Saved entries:
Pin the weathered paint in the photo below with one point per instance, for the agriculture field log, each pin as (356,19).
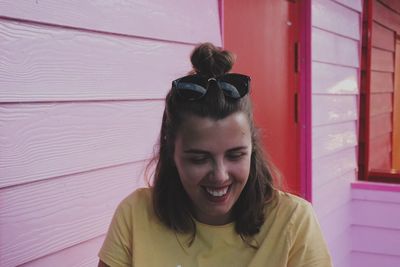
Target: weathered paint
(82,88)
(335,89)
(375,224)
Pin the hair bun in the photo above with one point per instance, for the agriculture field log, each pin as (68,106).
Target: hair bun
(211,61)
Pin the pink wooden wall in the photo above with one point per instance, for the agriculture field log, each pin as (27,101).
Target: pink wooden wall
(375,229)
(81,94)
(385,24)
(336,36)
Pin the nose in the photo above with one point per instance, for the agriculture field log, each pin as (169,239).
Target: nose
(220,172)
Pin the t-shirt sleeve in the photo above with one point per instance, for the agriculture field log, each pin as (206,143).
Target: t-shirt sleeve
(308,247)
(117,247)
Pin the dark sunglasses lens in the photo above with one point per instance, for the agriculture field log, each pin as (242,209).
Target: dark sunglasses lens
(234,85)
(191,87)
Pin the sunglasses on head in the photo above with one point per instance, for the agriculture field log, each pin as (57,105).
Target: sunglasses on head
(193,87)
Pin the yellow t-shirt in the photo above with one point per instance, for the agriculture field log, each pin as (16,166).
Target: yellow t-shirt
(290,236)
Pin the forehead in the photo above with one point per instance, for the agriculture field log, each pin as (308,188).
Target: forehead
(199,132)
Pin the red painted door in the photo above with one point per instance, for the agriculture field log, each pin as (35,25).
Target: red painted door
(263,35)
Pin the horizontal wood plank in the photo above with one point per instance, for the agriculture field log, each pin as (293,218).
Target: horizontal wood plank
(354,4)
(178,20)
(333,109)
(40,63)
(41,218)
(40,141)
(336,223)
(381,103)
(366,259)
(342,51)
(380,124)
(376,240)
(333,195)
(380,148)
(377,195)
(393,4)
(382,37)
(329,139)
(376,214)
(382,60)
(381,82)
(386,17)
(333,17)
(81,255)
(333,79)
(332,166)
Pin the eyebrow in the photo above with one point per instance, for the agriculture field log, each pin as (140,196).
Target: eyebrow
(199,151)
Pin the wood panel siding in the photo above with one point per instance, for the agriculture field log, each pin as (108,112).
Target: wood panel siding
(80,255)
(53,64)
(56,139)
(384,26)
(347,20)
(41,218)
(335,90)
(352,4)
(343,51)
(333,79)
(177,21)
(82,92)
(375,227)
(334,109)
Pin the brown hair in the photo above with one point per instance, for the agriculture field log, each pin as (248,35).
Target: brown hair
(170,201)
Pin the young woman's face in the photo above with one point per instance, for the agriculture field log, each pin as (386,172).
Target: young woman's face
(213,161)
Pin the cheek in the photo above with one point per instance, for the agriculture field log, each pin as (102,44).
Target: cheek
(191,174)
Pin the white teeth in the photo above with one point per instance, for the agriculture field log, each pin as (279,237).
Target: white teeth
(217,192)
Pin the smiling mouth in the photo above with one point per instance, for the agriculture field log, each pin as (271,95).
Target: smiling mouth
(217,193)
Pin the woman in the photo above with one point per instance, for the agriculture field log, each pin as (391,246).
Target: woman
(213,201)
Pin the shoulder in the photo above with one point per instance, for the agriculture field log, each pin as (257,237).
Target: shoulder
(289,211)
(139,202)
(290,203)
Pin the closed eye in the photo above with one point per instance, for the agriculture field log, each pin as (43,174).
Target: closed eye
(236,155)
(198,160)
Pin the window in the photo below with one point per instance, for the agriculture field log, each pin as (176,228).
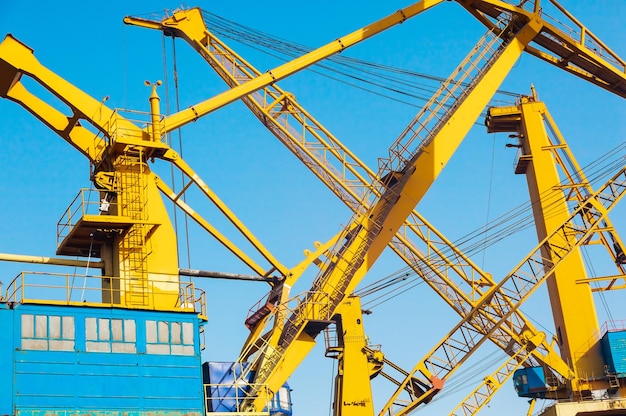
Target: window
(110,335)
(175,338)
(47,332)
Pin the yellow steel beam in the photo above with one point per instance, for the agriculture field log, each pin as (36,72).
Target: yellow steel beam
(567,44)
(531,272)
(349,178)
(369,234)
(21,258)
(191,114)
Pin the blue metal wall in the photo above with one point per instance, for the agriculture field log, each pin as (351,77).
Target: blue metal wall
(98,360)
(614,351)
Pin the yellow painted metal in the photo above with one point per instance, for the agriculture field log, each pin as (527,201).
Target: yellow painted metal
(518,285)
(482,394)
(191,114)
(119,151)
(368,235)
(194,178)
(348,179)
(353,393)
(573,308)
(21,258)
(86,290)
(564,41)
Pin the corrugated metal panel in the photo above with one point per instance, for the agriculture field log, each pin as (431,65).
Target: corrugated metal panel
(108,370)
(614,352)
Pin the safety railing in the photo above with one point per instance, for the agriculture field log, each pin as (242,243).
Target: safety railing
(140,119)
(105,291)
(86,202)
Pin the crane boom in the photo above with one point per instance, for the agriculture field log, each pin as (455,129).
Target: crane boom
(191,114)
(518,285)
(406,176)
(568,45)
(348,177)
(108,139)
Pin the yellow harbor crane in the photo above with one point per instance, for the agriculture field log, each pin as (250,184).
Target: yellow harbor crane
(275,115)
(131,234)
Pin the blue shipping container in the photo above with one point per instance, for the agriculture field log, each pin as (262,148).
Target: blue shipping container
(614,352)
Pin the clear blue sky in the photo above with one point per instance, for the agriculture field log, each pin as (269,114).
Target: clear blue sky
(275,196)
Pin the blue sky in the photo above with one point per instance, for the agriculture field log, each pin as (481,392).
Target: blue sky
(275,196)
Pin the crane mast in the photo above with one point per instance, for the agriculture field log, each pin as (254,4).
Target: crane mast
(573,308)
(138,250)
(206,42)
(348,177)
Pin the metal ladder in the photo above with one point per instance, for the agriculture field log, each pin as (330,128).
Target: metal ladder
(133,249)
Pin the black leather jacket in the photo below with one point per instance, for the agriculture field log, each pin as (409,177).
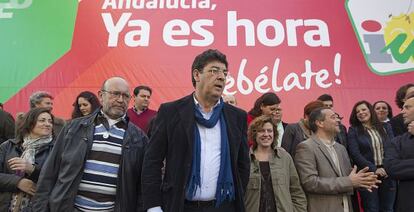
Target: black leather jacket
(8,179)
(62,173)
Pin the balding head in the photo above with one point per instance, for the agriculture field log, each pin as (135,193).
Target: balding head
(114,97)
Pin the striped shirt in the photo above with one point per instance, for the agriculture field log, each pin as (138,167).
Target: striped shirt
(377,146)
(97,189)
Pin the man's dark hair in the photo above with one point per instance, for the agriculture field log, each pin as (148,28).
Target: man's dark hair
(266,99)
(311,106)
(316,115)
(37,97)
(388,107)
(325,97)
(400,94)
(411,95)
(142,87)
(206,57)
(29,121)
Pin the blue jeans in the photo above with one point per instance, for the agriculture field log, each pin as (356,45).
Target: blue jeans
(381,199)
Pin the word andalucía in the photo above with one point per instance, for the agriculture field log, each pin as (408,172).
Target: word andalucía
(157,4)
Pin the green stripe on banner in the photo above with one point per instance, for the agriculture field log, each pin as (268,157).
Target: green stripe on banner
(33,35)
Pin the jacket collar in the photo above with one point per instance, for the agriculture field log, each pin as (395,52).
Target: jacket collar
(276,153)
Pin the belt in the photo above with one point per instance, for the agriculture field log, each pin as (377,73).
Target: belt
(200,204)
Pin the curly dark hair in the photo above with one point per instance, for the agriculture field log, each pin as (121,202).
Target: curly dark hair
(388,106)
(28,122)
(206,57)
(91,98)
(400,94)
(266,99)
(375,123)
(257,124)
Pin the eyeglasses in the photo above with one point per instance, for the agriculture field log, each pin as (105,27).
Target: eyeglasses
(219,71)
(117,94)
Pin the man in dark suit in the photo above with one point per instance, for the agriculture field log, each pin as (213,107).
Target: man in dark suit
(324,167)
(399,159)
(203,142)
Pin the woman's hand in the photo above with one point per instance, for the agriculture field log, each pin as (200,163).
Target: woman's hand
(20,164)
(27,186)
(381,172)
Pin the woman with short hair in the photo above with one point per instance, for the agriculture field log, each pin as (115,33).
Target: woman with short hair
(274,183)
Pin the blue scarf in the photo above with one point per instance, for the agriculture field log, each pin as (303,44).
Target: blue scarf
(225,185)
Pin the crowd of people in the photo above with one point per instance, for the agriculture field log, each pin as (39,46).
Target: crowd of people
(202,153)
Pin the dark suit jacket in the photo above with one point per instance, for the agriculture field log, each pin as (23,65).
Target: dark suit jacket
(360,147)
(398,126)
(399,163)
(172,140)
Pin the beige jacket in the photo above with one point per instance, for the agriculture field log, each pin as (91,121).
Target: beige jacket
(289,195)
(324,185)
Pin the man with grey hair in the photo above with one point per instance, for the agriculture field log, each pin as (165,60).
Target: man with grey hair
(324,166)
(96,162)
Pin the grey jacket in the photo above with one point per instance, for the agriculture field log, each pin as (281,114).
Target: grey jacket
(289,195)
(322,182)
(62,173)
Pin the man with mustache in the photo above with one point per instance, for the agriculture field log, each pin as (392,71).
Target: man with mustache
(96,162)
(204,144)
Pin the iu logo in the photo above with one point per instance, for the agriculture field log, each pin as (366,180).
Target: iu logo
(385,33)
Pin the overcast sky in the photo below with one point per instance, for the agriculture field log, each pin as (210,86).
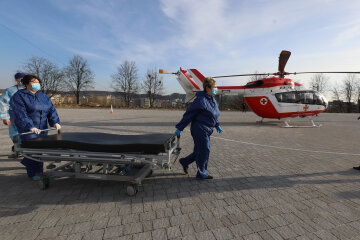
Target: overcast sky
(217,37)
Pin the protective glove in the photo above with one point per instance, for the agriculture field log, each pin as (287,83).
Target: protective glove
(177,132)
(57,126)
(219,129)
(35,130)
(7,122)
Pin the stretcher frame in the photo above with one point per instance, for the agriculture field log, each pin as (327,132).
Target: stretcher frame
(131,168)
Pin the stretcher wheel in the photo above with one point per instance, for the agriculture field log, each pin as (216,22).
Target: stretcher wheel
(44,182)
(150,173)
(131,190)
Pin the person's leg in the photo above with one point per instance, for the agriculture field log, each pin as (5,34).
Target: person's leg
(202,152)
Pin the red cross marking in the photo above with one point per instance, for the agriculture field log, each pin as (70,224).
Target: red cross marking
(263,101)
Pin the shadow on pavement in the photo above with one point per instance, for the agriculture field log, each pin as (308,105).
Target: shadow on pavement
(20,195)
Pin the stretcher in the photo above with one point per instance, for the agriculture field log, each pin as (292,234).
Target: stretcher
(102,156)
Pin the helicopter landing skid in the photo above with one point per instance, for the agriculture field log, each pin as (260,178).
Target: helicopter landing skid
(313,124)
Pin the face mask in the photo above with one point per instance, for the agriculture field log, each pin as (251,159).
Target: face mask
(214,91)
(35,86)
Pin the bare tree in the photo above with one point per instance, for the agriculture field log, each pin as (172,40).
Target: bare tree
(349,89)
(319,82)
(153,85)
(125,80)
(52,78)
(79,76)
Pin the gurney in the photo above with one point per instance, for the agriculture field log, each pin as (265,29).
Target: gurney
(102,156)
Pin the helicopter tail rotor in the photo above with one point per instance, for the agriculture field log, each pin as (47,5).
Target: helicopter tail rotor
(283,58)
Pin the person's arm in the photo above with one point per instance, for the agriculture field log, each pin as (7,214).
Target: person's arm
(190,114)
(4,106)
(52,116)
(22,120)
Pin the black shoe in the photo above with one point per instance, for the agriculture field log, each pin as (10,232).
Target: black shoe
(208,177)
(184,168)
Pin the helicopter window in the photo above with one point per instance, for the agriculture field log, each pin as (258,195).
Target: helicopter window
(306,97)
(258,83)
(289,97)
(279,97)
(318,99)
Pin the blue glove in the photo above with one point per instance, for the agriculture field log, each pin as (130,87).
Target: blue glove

What to produce
Copy out word for word every row from the one containing "Pin the gurney" through the last row.

Result of this task
Pin the gurney in the photo above with one point per instance, for the agriculture field log, each pin as (265,29).
Target: gurney
(102,156)
Pin the helicopter tail rotor in the photo above with one point per instance, for the agriculture field log, each pin as (47,5).
Target: helicopter tail rotor
(283,58)
Pin the person's arm in the photo above with one point per instance, for the agriculture field log, each pin as (7,214).
Target: person's arm
(190,114)
(4,106)
(52,116)
(22,120)
Pin the black shoe in the photo above with one point per instance, for the agriculture field log, each pin as (10,232).
Target: black shoe
(208,177)
(184,168)
Pin the helicopter window in the photo above with one point per instance, for the agriculture field log, each pin as (258,195).
Target: helicopter window
(306,97)
(258,83)
(289,97)
(279,97)
(318,99)
Pin the blue glove in the photo above with one point per instance, for the agriculture field log, each pin as (130,87).
Target: blue glove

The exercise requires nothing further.